EXTRAIT FOURNI:
--

Le projet Designed by Women
Designed by Women, un site Web élaboré par le Programme Stewart, met l’accent sur les créations de femmes à travers le monde. L’univers du monde du design industriel a toujours été du ressort des hommes, et le monde des objets pour la maison a apparemment été divisé entre les hommes créateurs et les femmes consommatrices. Grâce à ce nouveau site Web, des voix de premier plan de la communauté du design remettent en question nos hypothèses sur le design en présentant des créations pionnières réalisées par des femmes de 1900 à aujourd’hui. Le site sera lancé en 2020 avec sélection d’œuvres de la vaste collection Stewart. Il sera continuellement élargi pour constituer une ressource majeure pour le travail des femmes designers.
L’équipe du projet
Une équipe d’experts a été constituée pour mener à bien cet ambitieux projet : Jeannine Falino, ancienne conservatrice, Museum of Fine Arts, Boston ; Penny Sparke, professeure d’histoire du design à l’Université de Kingston, Londres ; Pat Kirkham, professeur d’histoire du design à l’Université de Kingston, Londres ; David A. Hanks, conservateur, Programme Stewart pour le design moderne et Joanne Lefebvre, chef du design graphique de l’agence Paprika à Montréal.






En savoir plus
Depuis des temps immémoriaux, les femmes fabriquent des paniers et des tissus, de la poterie ou des bijoux. Cependant, la reconnaissance de leur apport au design au sein du canon occidental a été lente jusqu’à ce qu’une combinaison de changements sociétaux, notamment dans le domaine de l’éducation au cours des cinquante dernières années, ont contribué à renverser cette tendance. Les œuvres d’artistes et de designers du XXe siècle comme Eileen Gray et Ray Eames sont aujourd’hui exposées dans les musées, les livres et dans le commerce, mais leur présence est encore faible par rapport à celle des hommes. Qu’elles soient considérées d’un point de vue national ou mondial, les femmes font face à un écart persistant entre les sexes dans le domaine des arts. La reconnaissance, l’avancement et la rémunération continuent d’être inférieurs à ceux des hommes, et les femmes de couleur doivent encore aujourd’hui travailler plus fort pour être acceptées et reconnues.

--

DONNÉES:
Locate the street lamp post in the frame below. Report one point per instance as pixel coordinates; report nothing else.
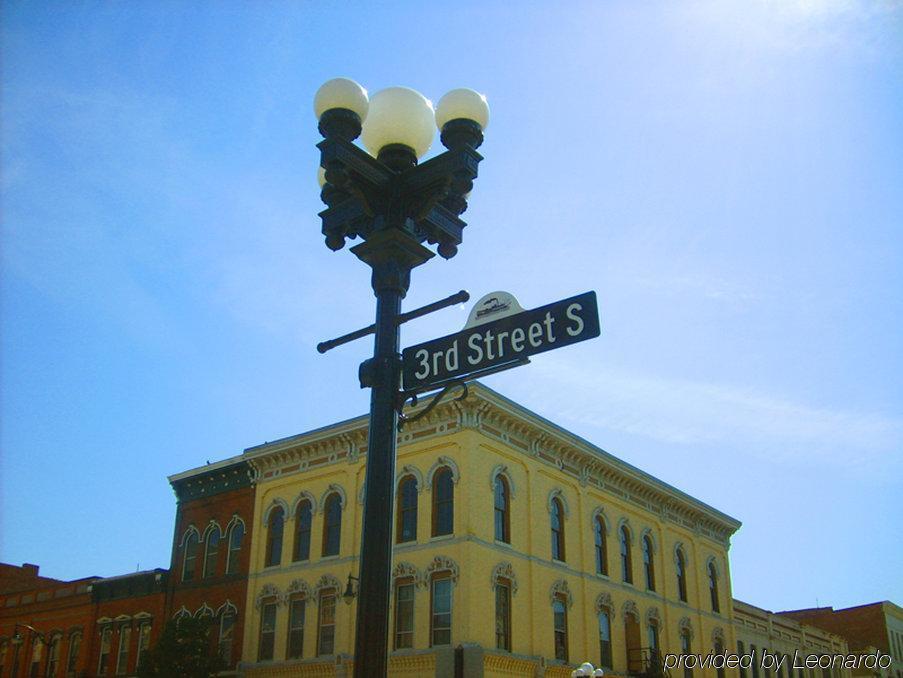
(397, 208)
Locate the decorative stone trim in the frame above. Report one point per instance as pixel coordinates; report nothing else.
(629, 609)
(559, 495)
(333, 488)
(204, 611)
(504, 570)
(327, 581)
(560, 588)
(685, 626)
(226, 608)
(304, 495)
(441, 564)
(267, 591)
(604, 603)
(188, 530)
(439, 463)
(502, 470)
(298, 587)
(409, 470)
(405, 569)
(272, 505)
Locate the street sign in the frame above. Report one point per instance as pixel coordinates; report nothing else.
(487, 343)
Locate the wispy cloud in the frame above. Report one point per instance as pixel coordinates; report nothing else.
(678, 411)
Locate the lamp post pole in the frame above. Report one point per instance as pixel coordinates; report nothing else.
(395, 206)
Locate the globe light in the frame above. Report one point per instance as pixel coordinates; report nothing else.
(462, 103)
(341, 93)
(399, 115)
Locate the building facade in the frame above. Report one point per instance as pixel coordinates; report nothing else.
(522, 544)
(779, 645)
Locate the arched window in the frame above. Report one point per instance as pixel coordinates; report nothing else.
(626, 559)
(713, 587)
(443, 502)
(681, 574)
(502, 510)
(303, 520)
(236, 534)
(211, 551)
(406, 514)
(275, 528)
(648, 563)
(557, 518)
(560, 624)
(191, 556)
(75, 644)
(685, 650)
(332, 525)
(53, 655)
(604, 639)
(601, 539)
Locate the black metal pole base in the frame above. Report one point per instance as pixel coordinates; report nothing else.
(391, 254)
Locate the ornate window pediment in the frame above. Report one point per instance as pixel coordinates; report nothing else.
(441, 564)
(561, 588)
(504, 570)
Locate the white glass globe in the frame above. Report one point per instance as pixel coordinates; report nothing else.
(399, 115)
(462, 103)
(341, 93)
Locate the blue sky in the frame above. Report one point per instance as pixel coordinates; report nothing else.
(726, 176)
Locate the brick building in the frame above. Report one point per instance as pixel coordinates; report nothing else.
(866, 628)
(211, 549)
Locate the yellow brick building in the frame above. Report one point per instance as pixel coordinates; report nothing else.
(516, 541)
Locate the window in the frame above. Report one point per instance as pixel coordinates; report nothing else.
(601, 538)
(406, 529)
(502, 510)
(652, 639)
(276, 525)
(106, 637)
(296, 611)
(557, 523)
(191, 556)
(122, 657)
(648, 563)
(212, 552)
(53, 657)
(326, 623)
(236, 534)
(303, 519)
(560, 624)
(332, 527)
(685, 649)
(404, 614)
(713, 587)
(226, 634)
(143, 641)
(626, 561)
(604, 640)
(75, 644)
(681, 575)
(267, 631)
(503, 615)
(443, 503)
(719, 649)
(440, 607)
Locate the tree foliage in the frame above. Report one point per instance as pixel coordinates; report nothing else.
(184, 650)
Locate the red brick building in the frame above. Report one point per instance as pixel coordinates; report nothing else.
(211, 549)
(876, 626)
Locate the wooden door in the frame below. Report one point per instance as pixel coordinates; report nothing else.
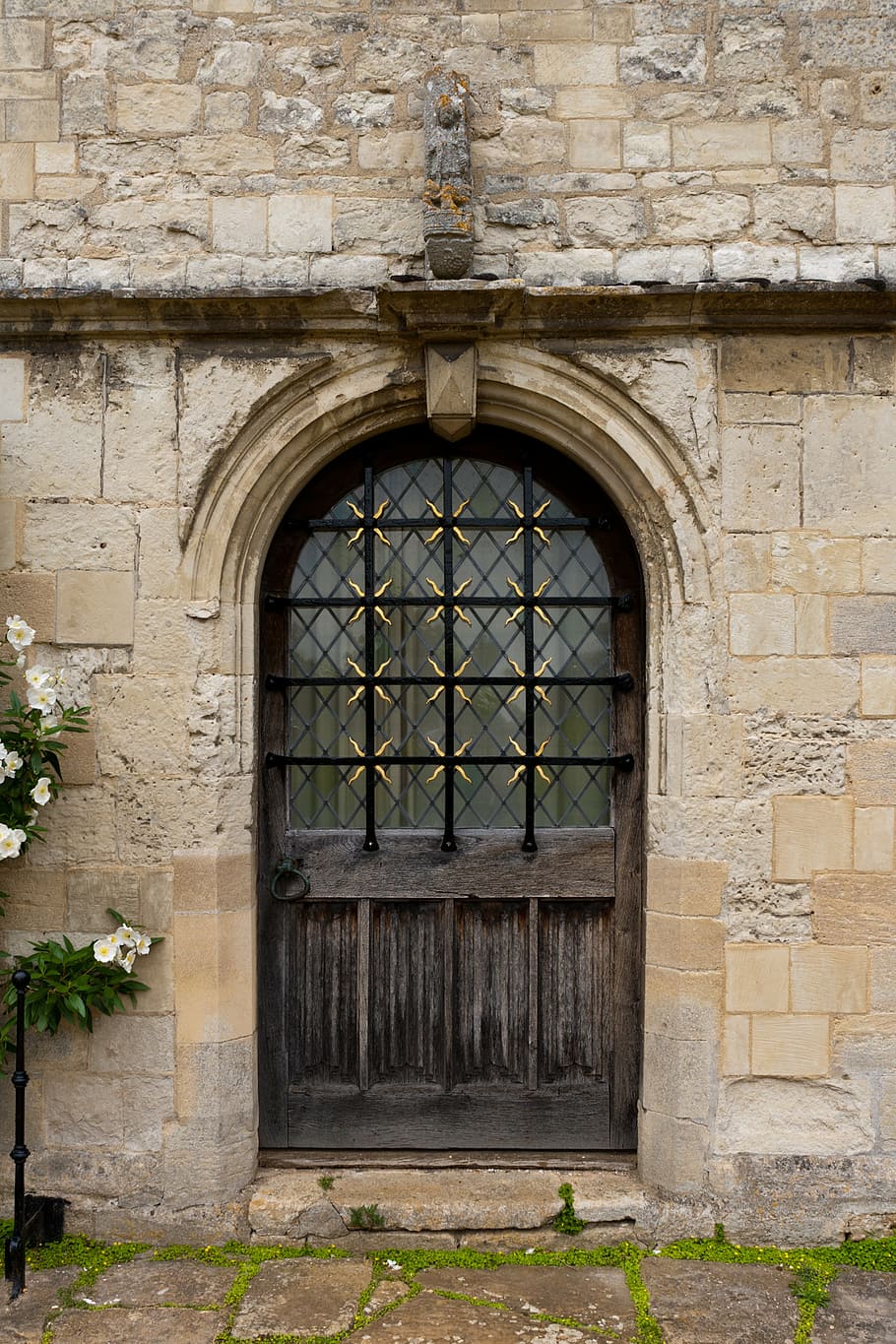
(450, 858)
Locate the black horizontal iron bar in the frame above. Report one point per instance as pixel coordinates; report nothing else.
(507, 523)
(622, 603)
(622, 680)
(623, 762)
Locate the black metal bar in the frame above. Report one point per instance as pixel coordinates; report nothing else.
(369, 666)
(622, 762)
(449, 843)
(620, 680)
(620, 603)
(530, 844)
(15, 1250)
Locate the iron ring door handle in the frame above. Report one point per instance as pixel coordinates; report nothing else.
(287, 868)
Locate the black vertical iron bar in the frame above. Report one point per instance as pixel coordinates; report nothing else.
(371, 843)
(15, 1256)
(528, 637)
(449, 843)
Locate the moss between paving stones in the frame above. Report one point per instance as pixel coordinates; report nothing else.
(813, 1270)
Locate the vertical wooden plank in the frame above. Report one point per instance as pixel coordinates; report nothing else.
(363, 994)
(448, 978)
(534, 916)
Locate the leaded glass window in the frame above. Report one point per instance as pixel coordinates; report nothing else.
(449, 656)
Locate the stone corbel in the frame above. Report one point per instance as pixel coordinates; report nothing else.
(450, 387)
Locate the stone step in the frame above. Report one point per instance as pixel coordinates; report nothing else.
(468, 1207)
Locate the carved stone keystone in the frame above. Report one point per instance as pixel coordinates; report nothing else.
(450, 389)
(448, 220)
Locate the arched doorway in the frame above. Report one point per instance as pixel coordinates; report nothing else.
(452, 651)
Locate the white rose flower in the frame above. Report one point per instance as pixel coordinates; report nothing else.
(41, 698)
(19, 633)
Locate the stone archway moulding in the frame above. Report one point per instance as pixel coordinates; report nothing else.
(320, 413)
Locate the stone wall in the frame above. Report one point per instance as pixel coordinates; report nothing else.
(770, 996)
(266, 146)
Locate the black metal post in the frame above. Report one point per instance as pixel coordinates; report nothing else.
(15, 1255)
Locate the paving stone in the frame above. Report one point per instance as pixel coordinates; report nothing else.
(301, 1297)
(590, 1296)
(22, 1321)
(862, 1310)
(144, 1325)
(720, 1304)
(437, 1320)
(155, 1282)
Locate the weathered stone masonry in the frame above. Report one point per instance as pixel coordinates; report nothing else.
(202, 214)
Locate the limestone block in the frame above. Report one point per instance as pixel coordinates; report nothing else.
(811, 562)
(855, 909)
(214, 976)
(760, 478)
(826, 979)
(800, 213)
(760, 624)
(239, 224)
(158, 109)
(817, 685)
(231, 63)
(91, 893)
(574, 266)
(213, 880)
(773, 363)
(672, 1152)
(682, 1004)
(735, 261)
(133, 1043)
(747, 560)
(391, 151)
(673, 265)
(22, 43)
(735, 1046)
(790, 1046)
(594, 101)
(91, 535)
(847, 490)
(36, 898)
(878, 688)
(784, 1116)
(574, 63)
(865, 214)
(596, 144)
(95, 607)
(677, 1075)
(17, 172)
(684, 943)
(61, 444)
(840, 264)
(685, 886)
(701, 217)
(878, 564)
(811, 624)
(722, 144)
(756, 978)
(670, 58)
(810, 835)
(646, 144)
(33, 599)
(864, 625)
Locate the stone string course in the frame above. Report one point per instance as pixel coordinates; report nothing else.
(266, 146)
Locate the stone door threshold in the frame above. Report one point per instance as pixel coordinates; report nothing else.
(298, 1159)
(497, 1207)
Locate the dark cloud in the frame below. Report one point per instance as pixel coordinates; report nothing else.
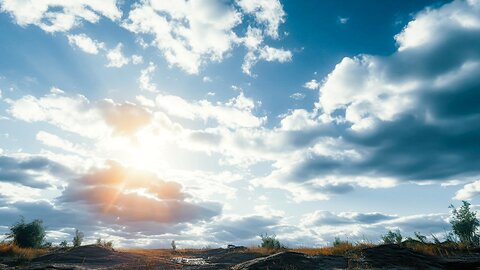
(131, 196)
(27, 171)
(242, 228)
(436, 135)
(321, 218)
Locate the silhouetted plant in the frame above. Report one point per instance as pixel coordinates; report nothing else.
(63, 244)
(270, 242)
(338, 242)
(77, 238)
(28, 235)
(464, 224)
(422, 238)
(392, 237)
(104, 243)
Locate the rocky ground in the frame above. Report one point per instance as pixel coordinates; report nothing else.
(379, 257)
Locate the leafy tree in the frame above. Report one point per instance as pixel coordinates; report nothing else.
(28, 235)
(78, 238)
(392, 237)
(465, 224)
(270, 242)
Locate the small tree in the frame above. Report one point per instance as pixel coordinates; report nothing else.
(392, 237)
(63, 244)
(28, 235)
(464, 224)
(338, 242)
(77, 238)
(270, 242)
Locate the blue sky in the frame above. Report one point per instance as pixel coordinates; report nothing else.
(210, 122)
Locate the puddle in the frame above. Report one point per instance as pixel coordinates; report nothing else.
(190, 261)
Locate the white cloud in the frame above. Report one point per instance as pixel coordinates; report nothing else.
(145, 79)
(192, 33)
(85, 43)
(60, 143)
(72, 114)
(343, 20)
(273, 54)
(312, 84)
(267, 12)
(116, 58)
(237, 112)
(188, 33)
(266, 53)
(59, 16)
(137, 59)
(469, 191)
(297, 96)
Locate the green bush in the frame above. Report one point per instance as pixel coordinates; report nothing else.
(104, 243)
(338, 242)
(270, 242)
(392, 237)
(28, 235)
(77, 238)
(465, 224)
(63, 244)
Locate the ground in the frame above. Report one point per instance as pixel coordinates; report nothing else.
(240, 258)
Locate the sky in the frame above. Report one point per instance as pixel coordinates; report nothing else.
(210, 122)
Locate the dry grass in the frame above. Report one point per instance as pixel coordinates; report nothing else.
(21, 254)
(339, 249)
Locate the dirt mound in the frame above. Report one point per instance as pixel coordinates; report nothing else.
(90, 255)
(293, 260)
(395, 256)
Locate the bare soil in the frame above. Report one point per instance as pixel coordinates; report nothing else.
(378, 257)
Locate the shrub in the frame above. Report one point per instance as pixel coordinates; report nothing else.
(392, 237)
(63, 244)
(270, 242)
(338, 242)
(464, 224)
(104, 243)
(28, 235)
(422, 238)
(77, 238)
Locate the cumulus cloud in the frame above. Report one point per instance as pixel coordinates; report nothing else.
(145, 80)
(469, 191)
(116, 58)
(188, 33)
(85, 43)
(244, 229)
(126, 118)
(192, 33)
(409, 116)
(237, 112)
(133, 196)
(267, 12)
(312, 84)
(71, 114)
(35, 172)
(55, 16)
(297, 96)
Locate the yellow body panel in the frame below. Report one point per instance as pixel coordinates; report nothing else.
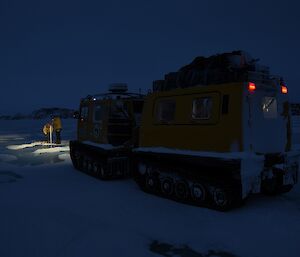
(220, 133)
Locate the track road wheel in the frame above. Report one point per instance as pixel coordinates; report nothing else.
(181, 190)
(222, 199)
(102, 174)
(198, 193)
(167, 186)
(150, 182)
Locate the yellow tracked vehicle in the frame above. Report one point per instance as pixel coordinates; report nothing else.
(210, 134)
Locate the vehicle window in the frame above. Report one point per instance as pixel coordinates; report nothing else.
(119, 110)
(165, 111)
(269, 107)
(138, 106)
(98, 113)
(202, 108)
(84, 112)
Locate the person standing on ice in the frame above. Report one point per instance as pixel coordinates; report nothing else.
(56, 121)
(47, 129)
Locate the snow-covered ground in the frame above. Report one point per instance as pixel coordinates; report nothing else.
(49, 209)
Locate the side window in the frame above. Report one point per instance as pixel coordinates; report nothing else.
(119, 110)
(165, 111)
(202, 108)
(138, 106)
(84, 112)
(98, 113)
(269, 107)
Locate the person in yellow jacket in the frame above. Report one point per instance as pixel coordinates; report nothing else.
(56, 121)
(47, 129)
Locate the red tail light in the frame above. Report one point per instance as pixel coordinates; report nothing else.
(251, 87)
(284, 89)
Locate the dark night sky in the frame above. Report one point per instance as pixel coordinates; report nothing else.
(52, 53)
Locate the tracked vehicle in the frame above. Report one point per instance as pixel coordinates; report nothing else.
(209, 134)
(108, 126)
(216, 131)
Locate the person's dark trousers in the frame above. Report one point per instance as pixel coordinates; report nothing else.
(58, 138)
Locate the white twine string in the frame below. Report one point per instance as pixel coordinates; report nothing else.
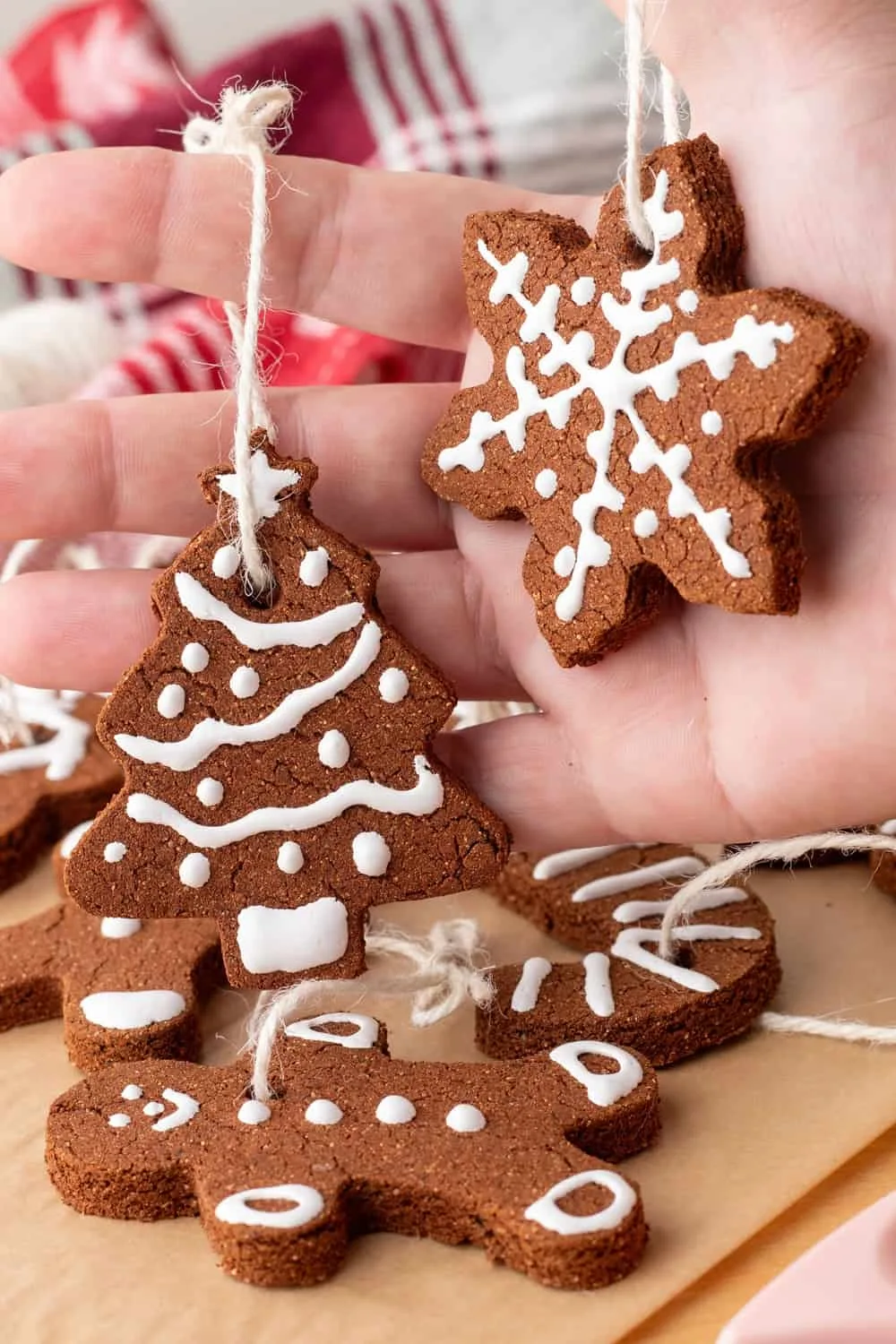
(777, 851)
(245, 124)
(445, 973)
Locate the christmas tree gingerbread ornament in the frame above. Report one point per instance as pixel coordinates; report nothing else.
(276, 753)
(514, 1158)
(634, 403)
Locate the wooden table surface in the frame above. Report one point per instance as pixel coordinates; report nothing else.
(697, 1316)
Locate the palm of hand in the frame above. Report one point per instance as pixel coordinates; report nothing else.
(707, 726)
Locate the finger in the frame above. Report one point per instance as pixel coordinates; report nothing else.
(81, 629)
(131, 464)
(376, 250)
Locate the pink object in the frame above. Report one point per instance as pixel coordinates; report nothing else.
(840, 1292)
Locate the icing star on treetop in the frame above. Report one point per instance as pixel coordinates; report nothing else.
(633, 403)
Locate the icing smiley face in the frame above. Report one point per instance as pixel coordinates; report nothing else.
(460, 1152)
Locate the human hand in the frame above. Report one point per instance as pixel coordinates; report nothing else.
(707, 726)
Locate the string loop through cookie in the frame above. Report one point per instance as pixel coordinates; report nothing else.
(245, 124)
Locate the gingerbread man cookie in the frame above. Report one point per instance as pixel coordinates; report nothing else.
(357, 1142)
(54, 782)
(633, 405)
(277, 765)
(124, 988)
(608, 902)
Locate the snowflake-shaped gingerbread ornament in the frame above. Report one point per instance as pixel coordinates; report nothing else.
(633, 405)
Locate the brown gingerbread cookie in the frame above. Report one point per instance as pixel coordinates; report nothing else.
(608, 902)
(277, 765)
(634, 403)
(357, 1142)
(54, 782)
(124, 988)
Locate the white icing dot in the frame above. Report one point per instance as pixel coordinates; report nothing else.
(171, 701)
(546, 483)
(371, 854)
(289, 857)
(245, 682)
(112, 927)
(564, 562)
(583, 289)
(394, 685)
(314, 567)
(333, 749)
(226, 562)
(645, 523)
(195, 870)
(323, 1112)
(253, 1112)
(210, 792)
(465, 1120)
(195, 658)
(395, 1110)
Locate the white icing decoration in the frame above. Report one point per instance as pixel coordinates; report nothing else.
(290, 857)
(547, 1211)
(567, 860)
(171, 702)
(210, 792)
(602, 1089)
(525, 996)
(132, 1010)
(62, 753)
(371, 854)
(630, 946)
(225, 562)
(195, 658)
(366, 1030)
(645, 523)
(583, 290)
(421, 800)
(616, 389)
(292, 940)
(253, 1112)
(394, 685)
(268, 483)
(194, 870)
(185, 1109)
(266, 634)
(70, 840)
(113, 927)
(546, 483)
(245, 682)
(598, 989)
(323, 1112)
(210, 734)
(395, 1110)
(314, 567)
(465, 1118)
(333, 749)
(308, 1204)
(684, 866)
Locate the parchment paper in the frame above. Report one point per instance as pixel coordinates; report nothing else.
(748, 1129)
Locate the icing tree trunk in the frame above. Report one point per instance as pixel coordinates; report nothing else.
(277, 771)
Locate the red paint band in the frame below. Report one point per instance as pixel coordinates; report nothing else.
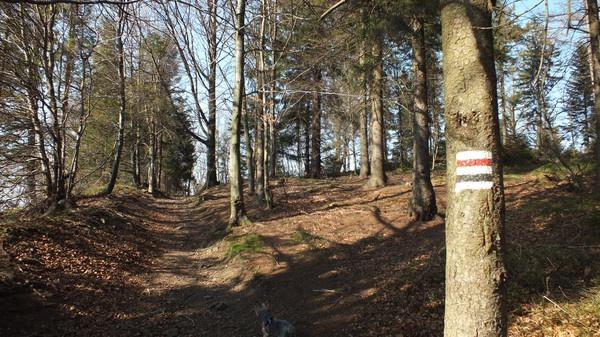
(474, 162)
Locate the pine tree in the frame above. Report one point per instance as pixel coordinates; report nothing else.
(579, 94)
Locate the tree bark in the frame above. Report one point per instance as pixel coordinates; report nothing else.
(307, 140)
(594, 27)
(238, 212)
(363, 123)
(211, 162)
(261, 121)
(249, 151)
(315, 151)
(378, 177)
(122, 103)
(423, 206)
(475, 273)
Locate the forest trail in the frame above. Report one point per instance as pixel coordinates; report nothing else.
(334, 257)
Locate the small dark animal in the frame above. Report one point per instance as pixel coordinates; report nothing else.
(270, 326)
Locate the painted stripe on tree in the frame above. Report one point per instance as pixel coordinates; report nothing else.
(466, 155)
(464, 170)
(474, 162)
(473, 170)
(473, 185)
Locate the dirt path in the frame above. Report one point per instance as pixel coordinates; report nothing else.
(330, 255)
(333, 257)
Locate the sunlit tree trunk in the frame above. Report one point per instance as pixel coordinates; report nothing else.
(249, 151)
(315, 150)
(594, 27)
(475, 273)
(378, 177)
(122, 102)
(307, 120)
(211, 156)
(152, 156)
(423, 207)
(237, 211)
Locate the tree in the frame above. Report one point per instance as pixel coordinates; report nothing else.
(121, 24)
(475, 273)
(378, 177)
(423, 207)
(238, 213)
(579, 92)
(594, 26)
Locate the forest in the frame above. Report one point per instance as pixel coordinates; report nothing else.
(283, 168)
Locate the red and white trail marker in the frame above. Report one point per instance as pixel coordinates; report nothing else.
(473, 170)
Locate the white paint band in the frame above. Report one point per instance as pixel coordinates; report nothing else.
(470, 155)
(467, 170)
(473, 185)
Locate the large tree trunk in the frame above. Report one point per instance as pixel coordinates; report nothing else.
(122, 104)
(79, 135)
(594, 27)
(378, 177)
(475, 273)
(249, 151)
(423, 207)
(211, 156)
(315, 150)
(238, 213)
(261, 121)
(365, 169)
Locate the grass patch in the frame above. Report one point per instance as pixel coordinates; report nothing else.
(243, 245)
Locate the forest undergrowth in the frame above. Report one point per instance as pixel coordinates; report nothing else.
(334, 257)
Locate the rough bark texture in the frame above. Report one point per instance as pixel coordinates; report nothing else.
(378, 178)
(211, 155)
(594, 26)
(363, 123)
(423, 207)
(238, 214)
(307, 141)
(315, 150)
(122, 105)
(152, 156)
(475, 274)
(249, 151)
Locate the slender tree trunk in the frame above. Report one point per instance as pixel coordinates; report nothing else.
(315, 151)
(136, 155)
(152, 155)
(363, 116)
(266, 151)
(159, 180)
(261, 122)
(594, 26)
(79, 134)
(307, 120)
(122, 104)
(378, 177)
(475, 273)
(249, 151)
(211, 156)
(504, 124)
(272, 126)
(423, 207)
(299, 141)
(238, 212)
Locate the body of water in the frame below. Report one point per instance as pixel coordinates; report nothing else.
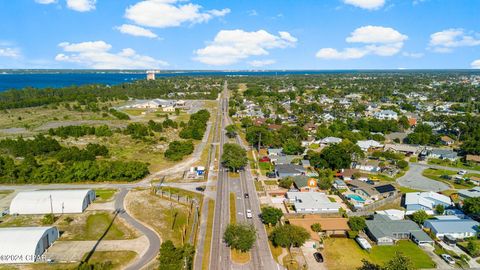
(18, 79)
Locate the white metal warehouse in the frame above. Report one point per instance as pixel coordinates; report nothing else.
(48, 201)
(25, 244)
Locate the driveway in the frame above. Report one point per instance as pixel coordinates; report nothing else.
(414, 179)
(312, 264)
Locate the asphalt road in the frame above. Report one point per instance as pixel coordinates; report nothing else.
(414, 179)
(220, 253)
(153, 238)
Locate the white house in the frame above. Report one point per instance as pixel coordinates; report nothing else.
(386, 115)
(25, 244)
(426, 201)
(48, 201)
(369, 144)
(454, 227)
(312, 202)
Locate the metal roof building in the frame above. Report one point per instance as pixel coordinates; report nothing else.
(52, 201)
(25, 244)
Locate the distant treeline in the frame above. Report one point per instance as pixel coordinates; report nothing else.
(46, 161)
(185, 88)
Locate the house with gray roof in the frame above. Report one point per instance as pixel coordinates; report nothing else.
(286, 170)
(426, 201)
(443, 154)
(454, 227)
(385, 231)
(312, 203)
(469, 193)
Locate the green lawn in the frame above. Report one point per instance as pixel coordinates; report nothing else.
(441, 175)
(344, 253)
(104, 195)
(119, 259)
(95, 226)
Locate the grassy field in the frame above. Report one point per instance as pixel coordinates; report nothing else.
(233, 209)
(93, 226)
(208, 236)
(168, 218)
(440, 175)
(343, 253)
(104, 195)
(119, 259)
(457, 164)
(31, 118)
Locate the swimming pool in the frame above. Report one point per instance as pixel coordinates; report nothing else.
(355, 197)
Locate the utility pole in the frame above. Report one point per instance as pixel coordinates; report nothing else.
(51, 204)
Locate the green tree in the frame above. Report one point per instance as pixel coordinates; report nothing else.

--

CONSIGNE A: Indiquez si chacune des affirmations suivantes concorde avec le texte sur le projet Designed by Women, en répondant par oui ou par non et en citant les mots décisifs du texte : (i) le site doit être lancé en 2020 ; (ii) Penny Sparke enseigne l'histoire du design à l'Université de Kingston ; (iii) Joanne Lefebvre est conservatrice au Museum of Fine Arts de Boston.
CONSIGNE B: Recopiez fidèlement le passage du texte sur le projet Designed by Women qui va de "Le projet Designed" à "des femmes designers.".
CONSIGNE C: Poursuivez le texte sur le projet Designed by Women à la suite de sa dernière phrase.

RÉSULTAT FINAL A:
(i) Oui : « Le site sera lancé en 2020 avec sélection d’œuvres de la vaste collection Stewart. »
(ii) Oui : « Penny Sparke, professeure d’histoire du design à l’Université de Kingston, Londres »
(iii) Non : « Joanne Lefebvre, chef du design graphique de l’agence Paprika à Montréal »

RÉSULTAT FINAL B:
Le projet Designed by Women
Designed by Women, un site Web élaboré par le Programme Stewart, met l’accent sur les créations de femmes à travers le monde. L’univers du monde du design industriel a toujours été du ressort des hommes, et le monde des objets pour la maison a apparemment été divisé entre les hommes créateurs et les femmes consommatrices. Grâce à ce nouveau site Web, des voix de premier plan de la communauté du design remettent en question nos hypothèses sur le design en présentant des créations pionnières réalisées par des femmes de 1900 à aujourd’hui. Le site sera lancé en 2020 avec sélection d’œuvres de la vaste collection Stewart. Il sera continuellement élargi pour constituer une ressource majeure pour le travail des femmes designers.

RÉSULTAT FINAL C:
Le projet Designed by Women a pour but d’apporter une plus grande visibilité aux contributions des femmes du monde entier et de leur permettre de s’exprimer de manière visuelle. Il présente des œuvres d’art réalisées ou conçues aux XXe et XXIe siècles, en mettant l’accent sur des objets du milieu du XXe siècle à nos jours. Des exemples sont tirés du Musée des beaux-arts de Montréal et de la Collection Stewart de design moderne, objets rassemblés sous la direction de la mécène Liliane Stewart dans le but de promouvoir et sensibiliser le public aux réalisations des femmes dans les arts. Des plans sont en cours pour faire passer cette collection de son orientation actuelle, blanche et occidentale, à une collection d’envergure mondiale.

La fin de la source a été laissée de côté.